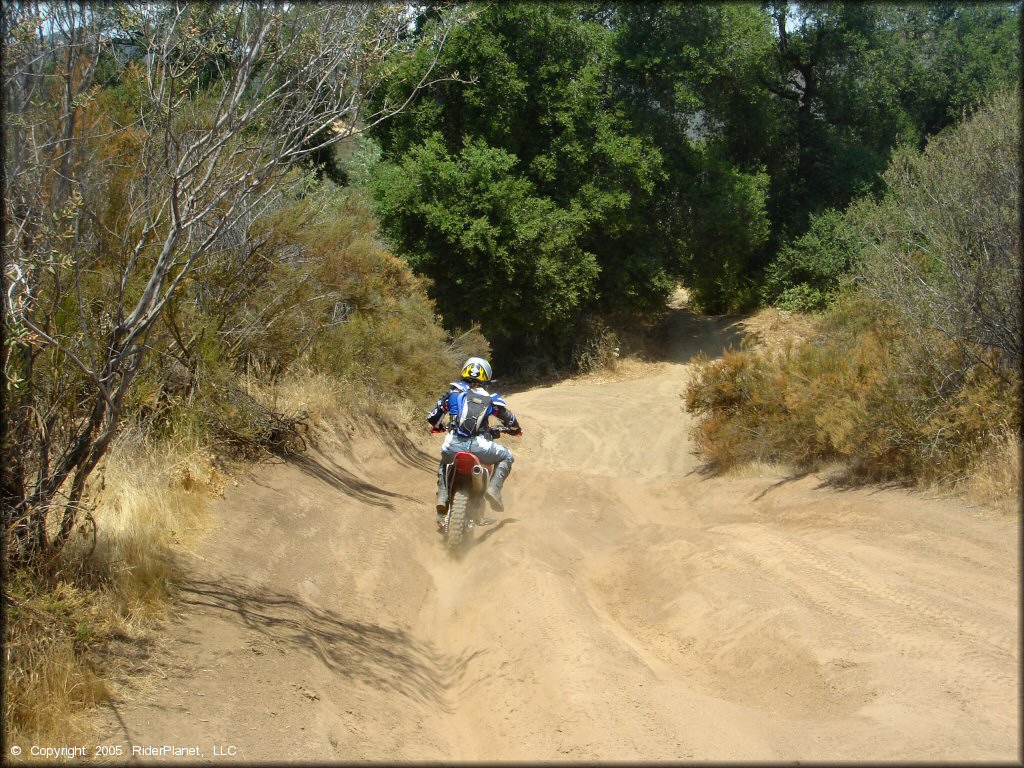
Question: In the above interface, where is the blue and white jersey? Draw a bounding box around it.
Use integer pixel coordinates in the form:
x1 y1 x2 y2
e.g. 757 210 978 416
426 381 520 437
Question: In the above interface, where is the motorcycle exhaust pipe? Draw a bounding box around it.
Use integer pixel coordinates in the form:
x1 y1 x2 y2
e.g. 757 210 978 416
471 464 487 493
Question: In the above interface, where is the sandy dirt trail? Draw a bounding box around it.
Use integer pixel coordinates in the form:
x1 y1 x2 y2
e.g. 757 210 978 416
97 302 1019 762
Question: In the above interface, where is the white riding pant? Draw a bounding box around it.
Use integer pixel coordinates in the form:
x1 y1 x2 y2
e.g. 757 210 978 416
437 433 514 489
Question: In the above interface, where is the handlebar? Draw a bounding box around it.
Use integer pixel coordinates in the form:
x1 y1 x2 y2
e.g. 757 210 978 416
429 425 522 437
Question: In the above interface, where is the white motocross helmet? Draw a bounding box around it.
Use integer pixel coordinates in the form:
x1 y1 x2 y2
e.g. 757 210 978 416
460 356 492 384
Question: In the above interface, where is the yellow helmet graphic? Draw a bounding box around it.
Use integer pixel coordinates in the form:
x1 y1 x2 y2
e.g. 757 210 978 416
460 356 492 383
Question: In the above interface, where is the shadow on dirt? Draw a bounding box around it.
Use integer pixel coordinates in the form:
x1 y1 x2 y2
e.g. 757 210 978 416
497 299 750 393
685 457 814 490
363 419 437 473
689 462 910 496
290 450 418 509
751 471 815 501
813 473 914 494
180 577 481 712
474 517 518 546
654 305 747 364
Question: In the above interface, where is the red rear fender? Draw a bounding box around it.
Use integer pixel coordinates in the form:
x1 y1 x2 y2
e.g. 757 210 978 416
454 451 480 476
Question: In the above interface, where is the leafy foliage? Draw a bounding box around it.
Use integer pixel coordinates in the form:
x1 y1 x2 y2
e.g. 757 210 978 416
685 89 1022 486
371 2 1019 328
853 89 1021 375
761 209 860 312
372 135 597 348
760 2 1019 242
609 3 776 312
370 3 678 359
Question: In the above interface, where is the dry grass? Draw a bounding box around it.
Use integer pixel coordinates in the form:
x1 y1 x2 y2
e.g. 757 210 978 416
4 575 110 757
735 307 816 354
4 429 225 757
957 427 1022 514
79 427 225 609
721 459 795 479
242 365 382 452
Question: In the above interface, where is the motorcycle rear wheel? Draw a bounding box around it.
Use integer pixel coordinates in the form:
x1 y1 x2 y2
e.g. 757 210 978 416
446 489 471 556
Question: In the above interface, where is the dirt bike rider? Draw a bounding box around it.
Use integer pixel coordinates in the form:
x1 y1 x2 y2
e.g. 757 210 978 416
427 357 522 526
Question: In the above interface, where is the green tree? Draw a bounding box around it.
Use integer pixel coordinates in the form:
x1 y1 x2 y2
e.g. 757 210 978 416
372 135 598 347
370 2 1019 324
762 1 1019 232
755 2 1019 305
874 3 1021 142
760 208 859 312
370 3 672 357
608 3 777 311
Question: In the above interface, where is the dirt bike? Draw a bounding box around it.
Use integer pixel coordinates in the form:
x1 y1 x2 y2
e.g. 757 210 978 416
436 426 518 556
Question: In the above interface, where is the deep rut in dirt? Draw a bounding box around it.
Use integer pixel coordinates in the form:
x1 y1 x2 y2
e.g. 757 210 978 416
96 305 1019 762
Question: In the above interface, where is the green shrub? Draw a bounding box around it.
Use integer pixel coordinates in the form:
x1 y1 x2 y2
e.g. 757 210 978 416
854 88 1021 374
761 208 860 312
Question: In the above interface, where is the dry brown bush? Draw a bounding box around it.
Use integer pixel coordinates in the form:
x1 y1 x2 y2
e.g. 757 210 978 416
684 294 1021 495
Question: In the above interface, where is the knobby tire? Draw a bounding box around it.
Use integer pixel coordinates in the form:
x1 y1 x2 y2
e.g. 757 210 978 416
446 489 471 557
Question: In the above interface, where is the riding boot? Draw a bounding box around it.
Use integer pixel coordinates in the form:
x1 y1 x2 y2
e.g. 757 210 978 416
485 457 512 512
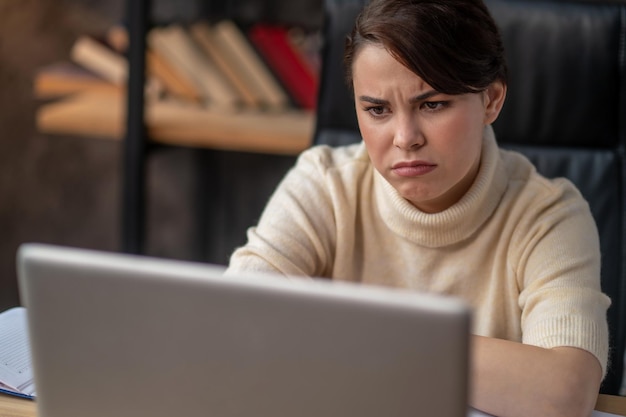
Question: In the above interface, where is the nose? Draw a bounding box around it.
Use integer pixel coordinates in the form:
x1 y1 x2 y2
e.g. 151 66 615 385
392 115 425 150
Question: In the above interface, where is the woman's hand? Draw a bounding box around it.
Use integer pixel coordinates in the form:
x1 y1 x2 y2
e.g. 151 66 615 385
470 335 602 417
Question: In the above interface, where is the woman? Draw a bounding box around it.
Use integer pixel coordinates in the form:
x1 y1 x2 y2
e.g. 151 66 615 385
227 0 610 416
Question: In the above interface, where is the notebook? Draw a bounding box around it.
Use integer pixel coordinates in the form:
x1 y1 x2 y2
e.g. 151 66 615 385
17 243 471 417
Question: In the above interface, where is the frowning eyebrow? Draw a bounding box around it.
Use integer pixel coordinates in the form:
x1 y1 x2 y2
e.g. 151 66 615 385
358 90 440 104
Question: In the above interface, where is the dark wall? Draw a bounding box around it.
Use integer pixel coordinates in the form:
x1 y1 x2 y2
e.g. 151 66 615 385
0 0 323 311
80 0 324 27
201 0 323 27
☆ ☆ ☆ ☆ ☆ ☆ ☆
TASK REQUIREMENTS ▸ Each record above goes into the copy unchanged; the pictures do not.

EXPECTED ANSWER ▸
Question: In the above interface, where is the blue and white jersey? Draw a bounding box around it.
Use integer pixel coordinates in the form:
x1 y1 x2 y2
e.g. 757 210 978 416
426 381 520 437
Question: In the above interface, where is the motorcycle exhaust pipe? Draw a bounding box around it.
Use integer pixel coordinates in the form:
x1 y1 x2 y2
e.g. 757 210 978 416
471 464 487 493
Question: In the above interface, where is the sandy dirt trail? Draw a bounding box around it.
Use integer pixel coordinates in the form:
x1 y1 x2 y2
e.g. 757 210 978 416
97 302 1019 762
Question: In the above interface, where is the white riding pant? Draw a bounding box around it.
Use integer pixel coordinates in the form:
x1 y1 x2 y2
e.g. 757 210 978 416
437 433 514 489
Question: In the above interface, where is the handlebar? Draw a bounding box around it.
Use integer pixel coordinates in the form:
x1 y1 x2 y2
e.g. 757 210 978 416
429 425 522 437
Question: In the above interface, where is the white motocross helmet? Draw a bounding box around it.
Use integer pixel coordinates in the form:
x1 y1 x2 y2
e.g. 757 210 978 416
460 356 492 384
Question: In the above interface, where is the yellow helmet graphic? Draw a bounding box around it.
Use integer pixel coordinates in the form:
x1 y1 x2 y2
e.g. 757 210 978 416
460 356 492 383
Question: In the above interface, where is the shadow on dirt? Draw a bounding box around it.
Use integer pixel coordinates in the form:
x1 y1 x2 y2
e.g. 757 210 978 416
497 299 750 393
685 457 814 490
363 419 437 473
689 462 910 496
290 450 418 509
751 471 815 501
813 473 914 494
180 577 481 712
474 517 518 546
654 305 747 364
Question: In the above interface, where is the red rear fender? Draw a bounding box around it.
Use integer pixel coordinates in the form:
x1 y1 x2 y2
e.g. 757 210 978 416
454 451 480 476
Question: In the above interface, where is the leafy foliage? Draw a bounding box around it.
Use integer pixel coordinates in the form:
x1 y1 x2 y2
e.g. 757 210 978 416
685 89 1022 486
371 2 1019 328
853 89 1021 375
761 209 860 312
372 135 597 348
760 2 1019 242
609 3 776 312
370 3 678 359
Question: In the above interface, where is the dry grass? Draw a bounding box around it.
Use integer pixel coordinates in the form:
x1 y1 x2 y2
e.g. 757 210 978 416
4 575 110 757
735 307 816 354
4 429 225 757
957 427 1022 514
79 427 225 609
721 459 795 479
242 365 382 452
Question: In the above interface, where is the motorcycle rear wheel? Draw a bounding box around it.
Use integer pixel coordinates in the form:
x1 y1 x2 y2
e.g. 757 210 978 416
446 489 471 556
Question: In the above interface, where is the dirt bike rider? Draw a bounding box around it.
Use integer pixel coordinates in the form:
x1 y1 x2 y2
e.g. 757 210 978 416
427 357 522 526
Question: In the above interface, where is the green tree? Draw a bounding box around it.
Use integer pixel coordinates in the form:
x1 y1 x2 y2
e.g. 757 210 978 416
372 135 598 347
370 2 1019 324
762 1 1019 232
755 2 1019 305
874 3 1021 142
760 208 859 312
370 3 672 357
608 3 777 311
Question: In the above interface, where is the dirt bike? Draw a bounding box around it.
Use integer pixel coordinates in the form:
x1 y1 x2 y2
e.g. 757 210 978 416
436 426 518 556
Question: In the above interface, where is the deep rut in dirt? Draw a bounding box around it.
Use integer pixel coordinates in the form:
x1 y1 x2 y2
e.g. 757 210 978 416
96 305 1019 762
Question: In the above interface, where is the green shrub? Draw a bounding box around it.
Use integer pixel coordinates in the form:
x1 y1 x2 y2
e.g. 757 210 978 416
854 88 1021 374
761 208 860 312
Question: In the above interface, where is the dry brown bush? Draw a bounding box around it.
Use integer pixel coordinates in the form:
x1 y1 x2 y2
e.g. 757 210 978 416
684 294 1021 495
Question: In the above interface, where is the knobby tire? Draw a bounding box around it.
Use integer pixel coordinates in the form:
x1 y1 x2 y2
e.g. 757 210 978 416
446 489 471 557
Question: In the above interface, where is the riding boot? Draw a bounding box around it.
Use integer pixel coordinates in the form:
x1 y1 x2 y2
e.g. 757 210 978 416
485 457 512 512
Question: In the above interface, where is the nose? Draw a bounding box around it.
Use integer pixel coordinates in the form:
x1 y1 x2 y2
e.g. 151 66 615 385
392 115 425 150
Question: In the above interface, where is the woman's hand? Draw a bounding box around it.
Use integer pixel coordinates in the form:
x1 y1 x2 y2
e.g. 151 66 615 385
470 335 602 417
Question: In the above interface, where is the woman? Draw a bounding box around it.
Use integer pixel coordinates in the form:
x1 y1 x2 y2
e.g. 151 66 615 385
227 0 610 416
Question: In the above interface, where is the notebook? Draw a bounding box around it.
Use integer pixel coordinates in the form:
x1 y1 x2 y2
e.g. 151 66 615 385
17 243 471 417
Question: In the above interface, where is the frowning eyebrow? Draw a bounding box around it.
Use integer pixel coordinates in the form:
x1 y1 x2 y2
e.g. 151 66 615 385
358 90 440 104
Question: In the above interface, where is the dark wall? Draw a bounding box around it.
Use integer pixel coordinates in the form:
x1 y1 x2 y2
e.g. 151 66 615 385
0 0 323 311
80 0 324 27
201 0 323 27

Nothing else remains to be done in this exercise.